───── EXCERPT PROVIDED ─────

The Veil: Between God’s Silence and Our Desire
God’s “hiddenness” isn't God’s absence. It’s the way a presence too near, too dense, must come to us under a veil.
The Curtain, Not the Void
Some previous thoughts press on a key point: heaven isn't “elsewhere” but “otherwise” – the hidden side of the real, pressing against us like a wall we’ve forgotten how to touch.
If that’s right, then the question “Why does God remain hidden?” is already slightly bent. It’s less, “Why does God stay away?” and more, “Why is God present in a way that doesn’t behave like obviousness?”
Think of that curtain image: you arrange your life as if the room ends at the fabric. Your ambitions, anxieties, even your theology lean against what you take for a wall. Only it isn’t the edge of things. It’s the seam.
“Hiddenness” then isn't an extra policy God adopts after creating the world. It’s built into the way God relates to creatures at all:
- Near enough to sustain us,
- Other enough not to collapse into us,
- Loud enough to summon,
- Quiet enough not to coerce.
God doesn’t hide like a fugitive avoiding discovery. God hides like a lover who refuses to reduce intimacy to surveillance.
Two Kinds of Hiddenness
There’s a doubleness here we have to honor.
On the one hand, there’s our hiding: we train ourselves not to see. We polish the glass of the aquarium and forget that water isn't all there is. We learn to treat the world as stuff, not sign—so of course the Sign-giver seems absent. A starved imagination calls the curtain a wall and then concludes there’s nothing beyond it.
On the other hand, there's a real divine reserve: God doesn’t force visibility. Even when God walks among us in a body, He'll ascend—withdraw from ordinary sight—and leave us with bread, wine, wounds, and witnesses rather than an endlessly available spectacle.
So: is God hidden because we're blind, or blind because God is hidden?
Both. And the “both” matters. If we say only “we're blind,” we turn everything into psychology and dodge the ache of unanswered prayers. If we say only “God hides,” we risk making divine love sound like a cruel game of cosmic peekaboo.
The truth is in the between: our refusal to see and God’s refusal to coerce meet at the same curtain.
Hiddenness as Mercy
Why would Love choose this kind of reserve?
Because a God who was as immediately obvious as gravity wouldn't be believed, but used. A God as empirically available as a light switch would be dragged into our projects, our wars, our metrics. We wouldn't adore; we'd deploy.
If God appeared with the blunt clarity we demand of data, God would be less hidden but more possessable—and therefore no longer God.
- An idol is visible and manageable.
- A living God is present and unmanageable.
So God’s hiddenness isn't stinginess but protection: of freedom, of love, of creaturely smallness. We're tiny. If the full radiance of the divine were exposed without mediation, it wouldn't feel like revelation but annihilation.
The wound is older than the weapon.
Before any particular trauma, there's the basic vulnerability of being finite before the Infinite. Hiddenness is how God’s glory goes gentle enough for our finitude to breathe.

─────

• [PROBLEM SET]
1. In the essay on God's hiddenness, what does God hide like, instead of a fugitive avoiding discovery?
2. Resume the essay on God's hiddenness, continuing on from its final sentence.

───── DATASET SECTION ─────

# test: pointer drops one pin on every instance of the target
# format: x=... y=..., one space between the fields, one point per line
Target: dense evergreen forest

─────

• [IN RESPONSE]
1. Like a lover who refuses to reduce intimacy to surveillance.

2.
Cloud on the mountain, dark speech in the heart, bread on the altar: the same mercy in different textures. Presence thickened, not withdrawn.
Hiddenness as Education in Love
There’s another reason: God wants friends, not spectators.
A world where God's real but not obvious trains desire. It lets longing ripen. It gives space for trust, for the slow work of attention, for that painful honesty when we realize: I don’t want merely answers; I want Someone.
This is why we should speak of liturgy, sacrament, prayer as “borderland practice,” rehearsal in realism, learning to live as though the curtain's thin.
God’s hiddenness isn't simply a test; it’s a pedagogy in how to love:
- Love learns to recognize a voice without seeing a face.
- Love learns the contours of presence in absence.
- Love learns that miracle isn't the suspension of the real, but its disclosure.
We fear the abyss—but truer still, we fear being loved across it.
A too-obvious God would confirm our control; a hidden God keeps open the terrifying possibility that we're being pursued, addressed, wanted . . . in a way we can neither predict nor manage.
As Desmond would say: “One doesn't master the between. One keeps vigil there.” Hiddenness is the space of that vigil.
The Ascended Body and the Wound of History
The Ascension intensifies the question. If God once walked among us, healed our sick, touched our wounds—why leave? Why go behind the curtain again?
Because the aim was never to freeze one visible moment and make it permanent. The aim was to seed the whole of history with a new kind of nearness. If Christ’s body is now with the Father, then every “where” can become a place of encounter, but none of them on demand. The very same nearness that heals must respect the slow, terrible freedom of a world still capable of crucifixion.
So God’s hiddenness isn't a retreat from suffering; it’s a refusal to short-circuit history by abolishing freedom.
And yet . . . And yet—this must be said plainly—this doesn’t make the cry “Where were You?” go away. It doesn’t tidy the graves. Any account of hiddenness that erases that protest betrays the cross.
This isn't a puzzle to solve but a poverty to stay with.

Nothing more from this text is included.